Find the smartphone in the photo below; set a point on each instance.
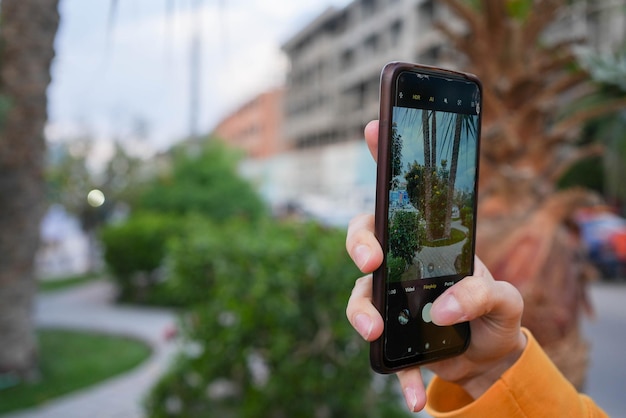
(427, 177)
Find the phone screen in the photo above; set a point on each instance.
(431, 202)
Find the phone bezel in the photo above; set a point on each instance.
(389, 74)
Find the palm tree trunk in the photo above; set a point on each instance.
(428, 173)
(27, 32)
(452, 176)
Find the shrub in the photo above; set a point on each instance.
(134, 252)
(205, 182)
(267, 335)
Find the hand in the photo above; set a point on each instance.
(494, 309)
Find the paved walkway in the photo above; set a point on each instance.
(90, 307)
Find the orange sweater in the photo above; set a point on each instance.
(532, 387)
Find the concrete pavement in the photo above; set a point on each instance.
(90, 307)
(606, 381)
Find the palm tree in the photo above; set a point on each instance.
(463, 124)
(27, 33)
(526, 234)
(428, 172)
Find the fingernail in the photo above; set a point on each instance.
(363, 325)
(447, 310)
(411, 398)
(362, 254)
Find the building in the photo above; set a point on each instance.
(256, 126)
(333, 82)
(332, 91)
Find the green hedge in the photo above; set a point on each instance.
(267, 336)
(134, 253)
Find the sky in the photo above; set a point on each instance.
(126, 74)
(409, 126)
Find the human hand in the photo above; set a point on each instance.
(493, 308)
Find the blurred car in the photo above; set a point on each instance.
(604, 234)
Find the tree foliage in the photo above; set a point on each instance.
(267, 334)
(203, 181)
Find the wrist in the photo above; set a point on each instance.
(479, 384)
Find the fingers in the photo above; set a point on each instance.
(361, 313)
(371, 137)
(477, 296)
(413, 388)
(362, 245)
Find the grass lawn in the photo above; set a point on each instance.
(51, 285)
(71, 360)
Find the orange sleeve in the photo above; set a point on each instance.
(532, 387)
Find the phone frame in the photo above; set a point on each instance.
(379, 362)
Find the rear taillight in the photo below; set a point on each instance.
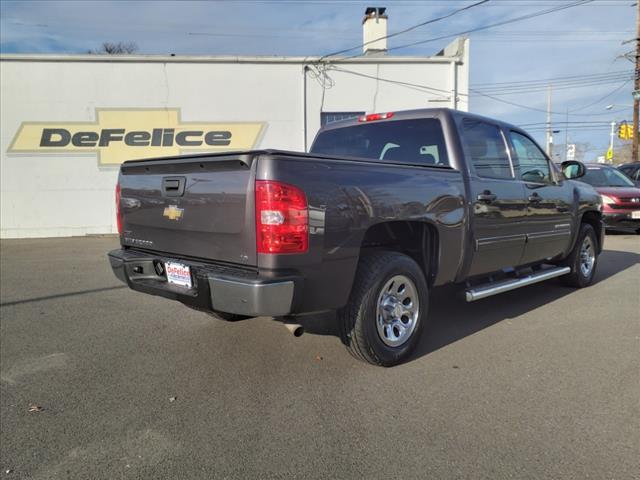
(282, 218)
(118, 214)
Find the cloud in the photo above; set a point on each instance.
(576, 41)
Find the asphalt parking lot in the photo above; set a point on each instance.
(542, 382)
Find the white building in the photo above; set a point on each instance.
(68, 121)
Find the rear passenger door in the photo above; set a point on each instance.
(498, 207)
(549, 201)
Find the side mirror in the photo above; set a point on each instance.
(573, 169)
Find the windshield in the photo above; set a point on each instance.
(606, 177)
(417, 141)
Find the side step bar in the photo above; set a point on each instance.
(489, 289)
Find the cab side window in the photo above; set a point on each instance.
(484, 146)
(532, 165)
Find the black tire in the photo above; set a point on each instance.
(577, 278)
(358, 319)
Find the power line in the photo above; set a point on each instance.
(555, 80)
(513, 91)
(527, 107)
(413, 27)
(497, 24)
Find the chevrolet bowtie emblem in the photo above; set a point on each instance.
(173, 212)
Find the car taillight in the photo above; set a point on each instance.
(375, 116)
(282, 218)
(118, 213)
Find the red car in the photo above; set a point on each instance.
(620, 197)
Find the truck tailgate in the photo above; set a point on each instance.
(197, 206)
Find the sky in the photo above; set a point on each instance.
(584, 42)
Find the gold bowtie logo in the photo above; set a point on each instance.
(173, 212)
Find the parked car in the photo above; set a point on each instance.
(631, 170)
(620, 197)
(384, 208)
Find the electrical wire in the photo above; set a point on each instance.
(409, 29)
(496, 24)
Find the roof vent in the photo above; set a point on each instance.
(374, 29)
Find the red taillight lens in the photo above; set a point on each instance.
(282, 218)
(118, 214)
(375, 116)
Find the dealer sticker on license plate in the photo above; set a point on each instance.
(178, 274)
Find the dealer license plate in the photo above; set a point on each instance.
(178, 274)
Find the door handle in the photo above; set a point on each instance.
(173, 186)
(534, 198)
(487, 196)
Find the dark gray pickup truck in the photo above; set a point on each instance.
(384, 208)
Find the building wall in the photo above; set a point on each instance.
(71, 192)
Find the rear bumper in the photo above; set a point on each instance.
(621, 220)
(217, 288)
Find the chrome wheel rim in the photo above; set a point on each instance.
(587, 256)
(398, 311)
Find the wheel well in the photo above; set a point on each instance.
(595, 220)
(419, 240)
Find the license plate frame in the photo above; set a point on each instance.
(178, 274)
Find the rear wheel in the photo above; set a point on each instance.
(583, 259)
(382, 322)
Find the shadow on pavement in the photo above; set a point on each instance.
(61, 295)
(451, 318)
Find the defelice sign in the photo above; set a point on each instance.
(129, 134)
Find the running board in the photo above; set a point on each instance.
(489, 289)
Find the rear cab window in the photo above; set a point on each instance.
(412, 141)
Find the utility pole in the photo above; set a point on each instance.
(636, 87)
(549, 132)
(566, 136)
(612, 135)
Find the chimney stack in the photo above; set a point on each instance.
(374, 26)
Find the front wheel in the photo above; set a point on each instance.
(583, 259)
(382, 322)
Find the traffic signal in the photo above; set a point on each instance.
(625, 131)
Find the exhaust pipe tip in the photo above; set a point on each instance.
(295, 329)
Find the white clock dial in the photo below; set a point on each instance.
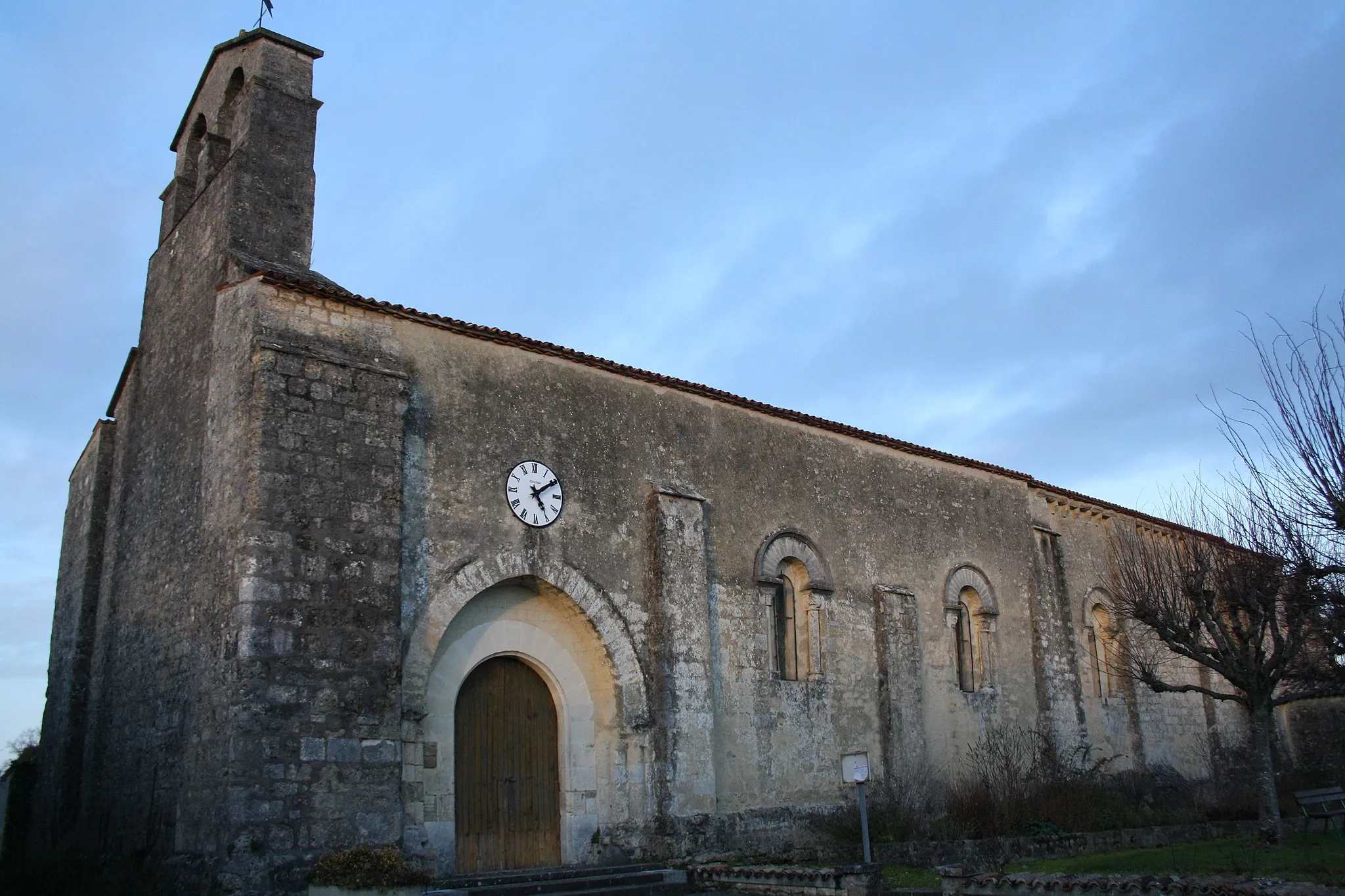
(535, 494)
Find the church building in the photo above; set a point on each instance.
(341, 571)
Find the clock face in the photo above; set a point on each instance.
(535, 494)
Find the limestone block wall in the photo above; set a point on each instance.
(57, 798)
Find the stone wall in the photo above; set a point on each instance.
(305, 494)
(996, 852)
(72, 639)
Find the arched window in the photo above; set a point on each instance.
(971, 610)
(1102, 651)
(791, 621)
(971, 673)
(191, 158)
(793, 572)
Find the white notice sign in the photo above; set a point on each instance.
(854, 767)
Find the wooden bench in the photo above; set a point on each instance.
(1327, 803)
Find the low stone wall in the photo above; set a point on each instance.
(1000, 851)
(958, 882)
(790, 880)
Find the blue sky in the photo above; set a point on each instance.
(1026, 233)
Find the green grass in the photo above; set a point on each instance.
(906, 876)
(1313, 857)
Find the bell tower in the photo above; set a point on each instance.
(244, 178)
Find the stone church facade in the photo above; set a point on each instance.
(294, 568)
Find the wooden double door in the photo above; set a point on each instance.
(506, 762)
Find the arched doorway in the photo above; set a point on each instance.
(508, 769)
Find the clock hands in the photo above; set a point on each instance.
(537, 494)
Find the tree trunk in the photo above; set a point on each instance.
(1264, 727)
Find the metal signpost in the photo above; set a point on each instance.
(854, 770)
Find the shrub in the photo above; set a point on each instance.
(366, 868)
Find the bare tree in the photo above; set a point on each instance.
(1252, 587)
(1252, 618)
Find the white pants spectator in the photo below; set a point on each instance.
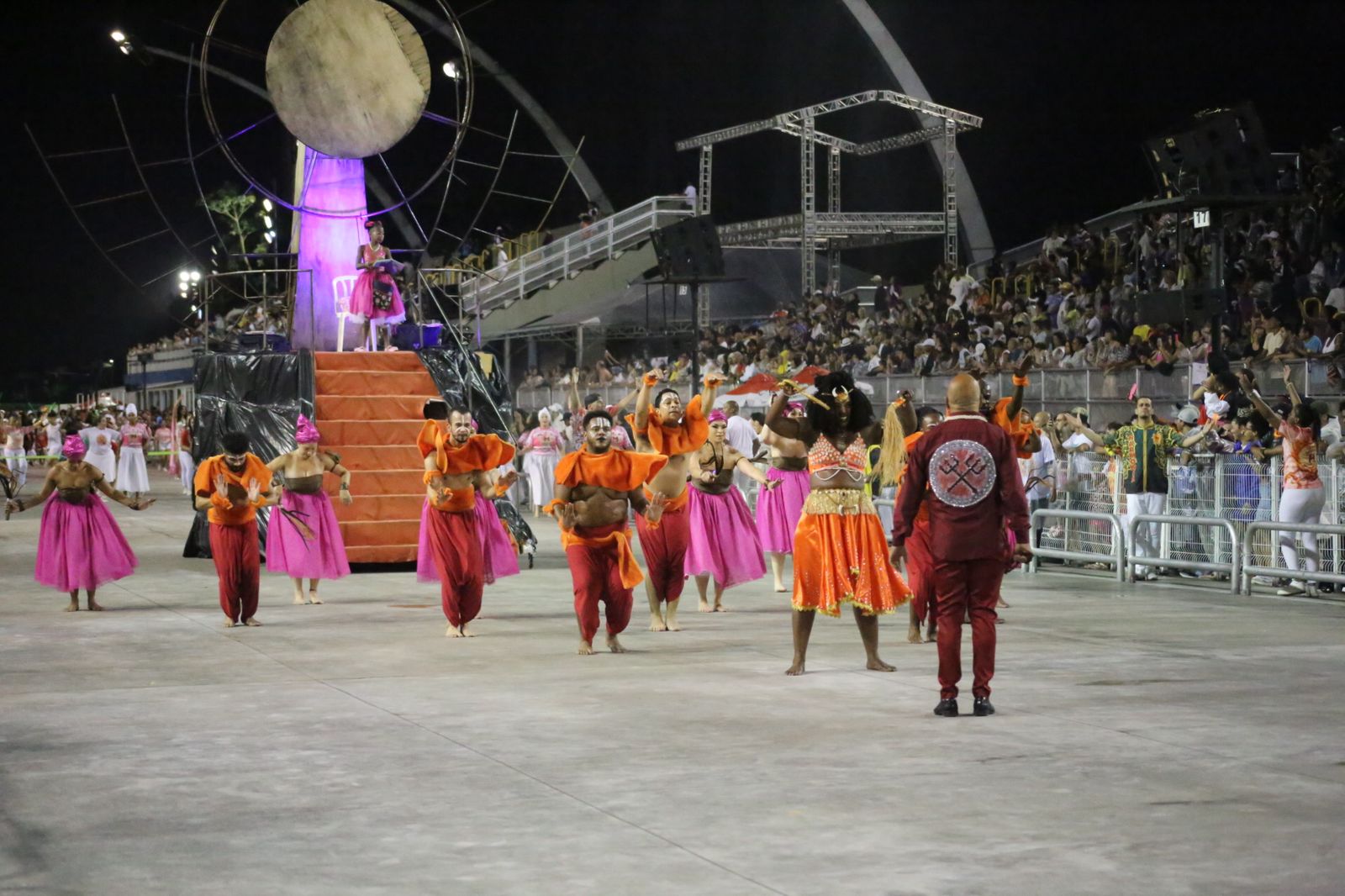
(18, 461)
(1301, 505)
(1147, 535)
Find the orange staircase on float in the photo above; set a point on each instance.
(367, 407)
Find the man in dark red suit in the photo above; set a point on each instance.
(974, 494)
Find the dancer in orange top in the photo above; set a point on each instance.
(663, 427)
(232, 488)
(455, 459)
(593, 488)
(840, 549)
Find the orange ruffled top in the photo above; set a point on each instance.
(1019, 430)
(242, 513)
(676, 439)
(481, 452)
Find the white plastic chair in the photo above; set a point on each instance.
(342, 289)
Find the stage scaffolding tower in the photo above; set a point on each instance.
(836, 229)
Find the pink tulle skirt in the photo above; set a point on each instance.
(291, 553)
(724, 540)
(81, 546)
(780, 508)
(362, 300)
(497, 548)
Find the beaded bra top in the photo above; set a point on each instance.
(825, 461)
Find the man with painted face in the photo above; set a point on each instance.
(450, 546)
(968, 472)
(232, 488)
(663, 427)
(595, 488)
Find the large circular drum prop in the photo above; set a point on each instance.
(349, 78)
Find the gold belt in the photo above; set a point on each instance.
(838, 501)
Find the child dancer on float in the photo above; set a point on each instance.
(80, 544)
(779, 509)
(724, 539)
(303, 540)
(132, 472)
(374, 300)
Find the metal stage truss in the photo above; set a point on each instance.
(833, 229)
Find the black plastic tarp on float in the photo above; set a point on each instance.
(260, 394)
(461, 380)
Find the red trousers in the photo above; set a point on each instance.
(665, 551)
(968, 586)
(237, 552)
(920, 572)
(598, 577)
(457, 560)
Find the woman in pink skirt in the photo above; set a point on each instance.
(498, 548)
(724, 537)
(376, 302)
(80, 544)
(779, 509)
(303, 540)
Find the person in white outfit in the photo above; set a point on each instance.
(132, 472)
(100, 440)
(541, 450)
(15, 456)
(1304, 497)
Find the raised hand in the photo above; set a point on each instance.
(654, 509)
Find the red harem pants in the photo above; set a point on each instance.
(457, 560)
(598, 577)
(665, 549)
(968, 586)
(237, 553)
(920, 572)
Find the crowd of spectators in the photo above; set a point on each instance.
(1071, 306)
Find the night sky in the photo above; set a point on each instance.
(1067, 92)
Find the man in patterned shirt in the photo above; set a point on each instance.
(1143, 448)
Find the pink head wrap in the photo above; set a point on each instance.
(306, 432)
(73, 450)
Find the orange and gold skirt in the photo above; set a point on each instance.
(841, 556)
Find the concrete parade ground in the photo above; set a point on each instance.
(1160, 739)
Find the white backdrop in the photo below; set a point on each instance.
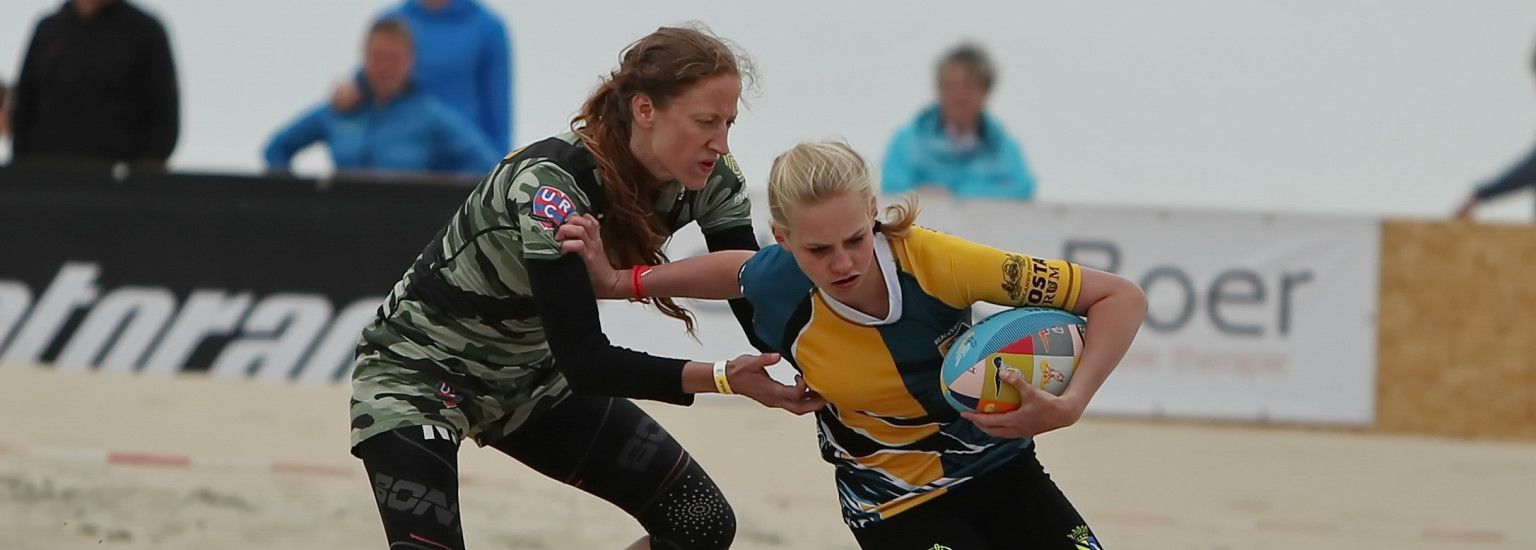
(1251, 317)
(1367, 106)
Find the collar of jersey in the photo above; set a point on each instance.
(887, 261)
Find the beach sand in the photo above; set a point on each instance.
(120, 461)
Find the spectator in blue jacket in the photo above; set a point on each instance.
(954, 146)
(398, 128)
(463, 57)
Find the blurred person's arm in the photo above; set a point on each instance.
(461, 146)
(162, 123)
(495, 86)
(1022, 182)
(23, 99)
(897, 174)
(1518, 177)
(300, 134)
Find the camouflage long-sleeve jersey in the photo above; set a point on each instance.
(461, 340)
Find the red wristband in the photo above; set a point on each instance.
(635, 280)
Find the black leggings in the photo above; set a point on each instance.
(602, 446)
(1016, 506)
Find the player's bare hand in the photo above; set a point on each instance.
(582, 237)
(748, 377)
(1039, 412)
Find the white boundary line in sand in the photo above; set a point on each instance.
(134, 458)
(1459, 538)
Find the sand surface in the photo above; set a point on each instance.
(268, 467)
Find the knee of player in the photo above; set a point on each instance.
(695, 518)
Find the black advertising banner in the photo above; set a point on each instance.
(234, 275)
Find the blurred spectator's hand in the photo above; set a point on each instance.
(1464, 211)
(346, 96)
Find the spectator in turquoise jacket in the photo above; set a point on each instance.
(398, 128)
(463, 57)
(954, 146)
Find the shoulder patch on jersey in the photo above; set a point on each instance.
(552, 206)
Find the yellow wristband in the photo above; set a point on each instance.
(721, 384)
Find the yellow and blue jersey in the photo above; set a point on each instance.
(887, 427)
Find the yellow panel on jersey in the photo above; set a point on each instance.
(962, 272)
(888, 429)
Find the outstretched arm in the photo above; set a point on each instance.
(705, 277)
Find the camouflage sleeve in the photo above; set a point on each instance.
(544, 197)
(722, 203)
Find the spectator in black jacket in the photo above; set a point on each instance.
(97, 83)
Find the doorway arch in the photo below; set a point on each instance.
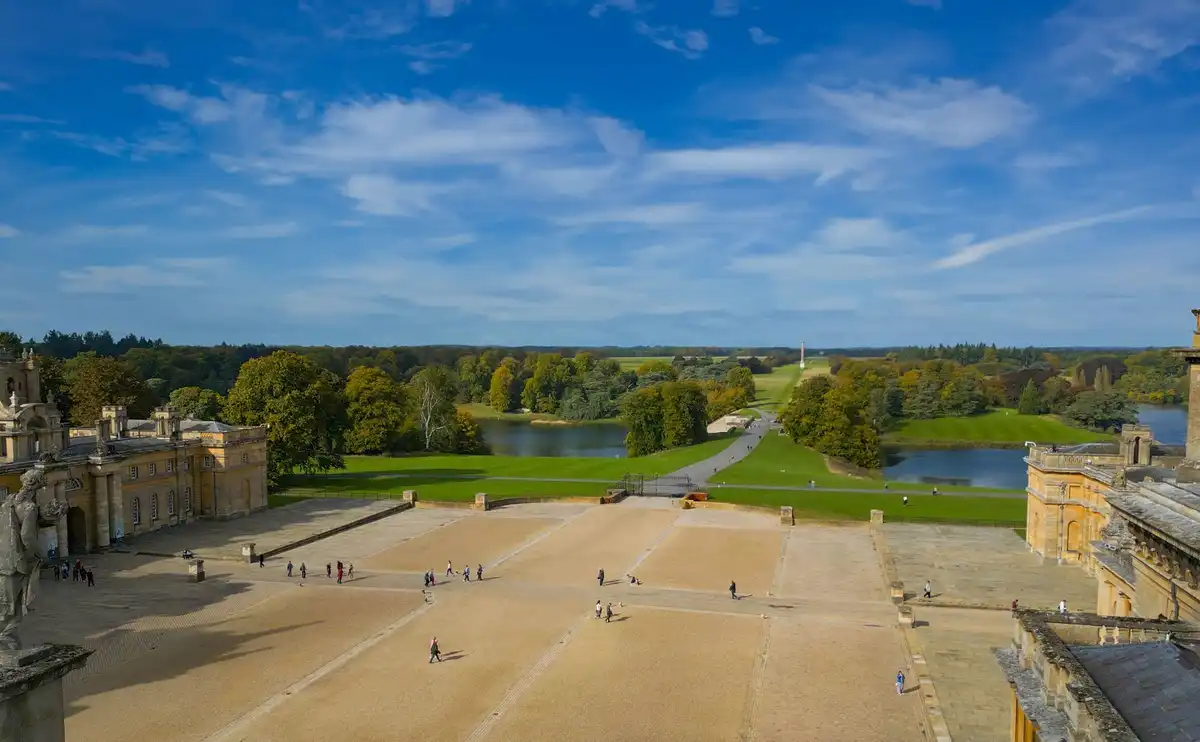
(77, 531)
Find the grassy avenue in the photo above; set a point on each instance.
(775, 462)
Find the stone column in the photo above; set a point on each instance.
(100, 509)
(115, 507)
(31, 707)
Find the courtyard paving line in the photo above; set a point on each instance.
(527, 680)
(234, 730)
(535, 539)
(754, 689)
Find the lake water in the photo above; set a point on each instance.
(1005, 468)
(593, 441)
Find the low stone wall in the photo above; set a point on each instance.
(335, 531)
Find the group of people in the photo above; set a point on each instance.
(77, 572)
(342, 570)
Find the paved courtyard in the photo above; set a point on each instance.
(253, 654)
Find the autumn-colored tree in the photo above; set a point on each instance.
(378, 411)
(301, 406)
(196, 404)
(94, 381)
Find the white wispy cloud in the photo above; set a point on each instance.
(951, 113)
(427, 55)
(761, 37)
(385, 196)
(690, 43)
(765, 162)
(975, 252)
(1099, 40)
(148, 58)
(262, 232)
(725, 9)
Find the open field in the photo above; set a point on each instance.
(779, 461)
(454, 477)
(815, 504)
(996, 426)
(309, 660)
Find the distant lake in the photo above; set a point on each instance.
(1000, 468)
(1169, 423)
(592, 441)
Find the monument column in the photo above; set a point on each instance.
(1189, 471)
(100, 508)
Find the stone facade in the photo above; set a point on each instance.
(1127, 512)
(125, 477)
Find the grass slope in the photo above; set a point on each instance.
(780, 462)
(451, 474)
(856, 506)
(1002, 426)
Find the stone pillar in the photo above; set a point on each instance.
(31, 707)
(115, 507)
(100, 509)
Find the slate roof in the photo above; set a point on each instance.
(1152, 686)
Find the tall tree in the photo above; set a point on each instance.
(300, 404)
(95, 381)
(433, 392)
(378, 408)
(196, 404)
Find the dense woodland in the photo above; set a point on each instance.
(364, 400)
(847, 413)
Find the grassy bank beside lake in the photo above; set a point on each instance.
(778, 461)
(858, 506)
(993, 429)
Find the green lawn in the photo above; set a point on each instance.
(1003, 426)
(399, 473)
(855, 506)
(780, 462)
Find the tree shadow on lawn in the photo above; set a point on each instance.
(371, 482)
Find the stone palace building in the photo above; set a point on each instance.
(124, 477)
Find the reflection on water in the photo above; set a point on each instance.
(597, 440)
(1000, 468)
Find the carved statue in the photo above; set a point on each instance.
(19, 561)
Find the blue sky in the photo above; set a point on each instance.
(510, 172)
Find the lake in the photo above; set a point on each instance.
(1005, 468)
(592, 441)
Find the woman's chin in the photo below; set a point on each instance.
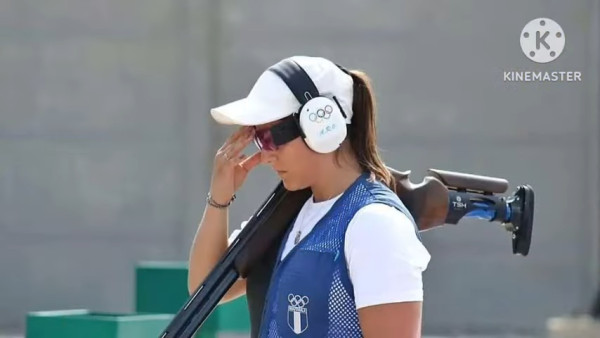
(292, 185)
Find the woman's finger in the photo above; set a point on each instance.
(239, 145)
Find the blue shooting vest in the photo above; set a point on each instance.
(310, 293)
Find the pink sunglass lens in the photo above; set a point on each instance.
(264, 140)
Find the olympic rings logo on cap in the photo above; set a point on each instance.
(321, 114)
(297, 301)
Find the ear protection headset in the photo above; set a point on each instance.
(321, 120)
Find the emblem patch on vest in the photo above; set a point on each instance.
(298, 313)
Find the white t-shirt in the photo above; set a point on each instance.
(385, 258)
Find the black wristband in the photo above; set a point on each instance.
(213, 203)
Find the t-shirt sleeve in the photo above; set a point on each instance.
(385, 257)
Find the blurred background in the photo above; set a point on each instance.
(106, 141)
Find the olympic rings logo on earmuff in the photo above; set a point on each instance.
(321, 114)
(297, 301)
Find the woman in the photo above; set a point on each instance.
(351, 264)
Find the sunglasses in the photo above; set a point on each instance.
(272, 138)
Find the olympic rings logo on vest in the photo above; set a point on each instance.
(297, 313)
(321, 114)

━━━━━━━━━━━━━━━━━━━━

=== Task directions ===
Can you lay out the lines above, from the one containing "Find the grass slope" through the one containing "(1152, 686)", both included, as a Markdown table with columns Row and Text, where Row numbers each line and Text holds that line? Leave out any blank lines.

=== Answer to this exercise ===
| Row | Text |
|---|---|
| 1 | Find the grass slope in the photo above; set a point on each instance. |
| 2 | (780, 462) |
| 3 | (451, 474) |
| 4 | (856, 506) |
| 5 | (1002, 426) |
| 6 | Find the stone pillar in the photo above; set a point on each instance. |
| 7 | (31, 707) |
| 8 | (115, 507) |
| 9 | (100, 509) |
| 10 | Find the slate roof in the photo above; set a point on each instance. |
| 11 | (1152, 686) |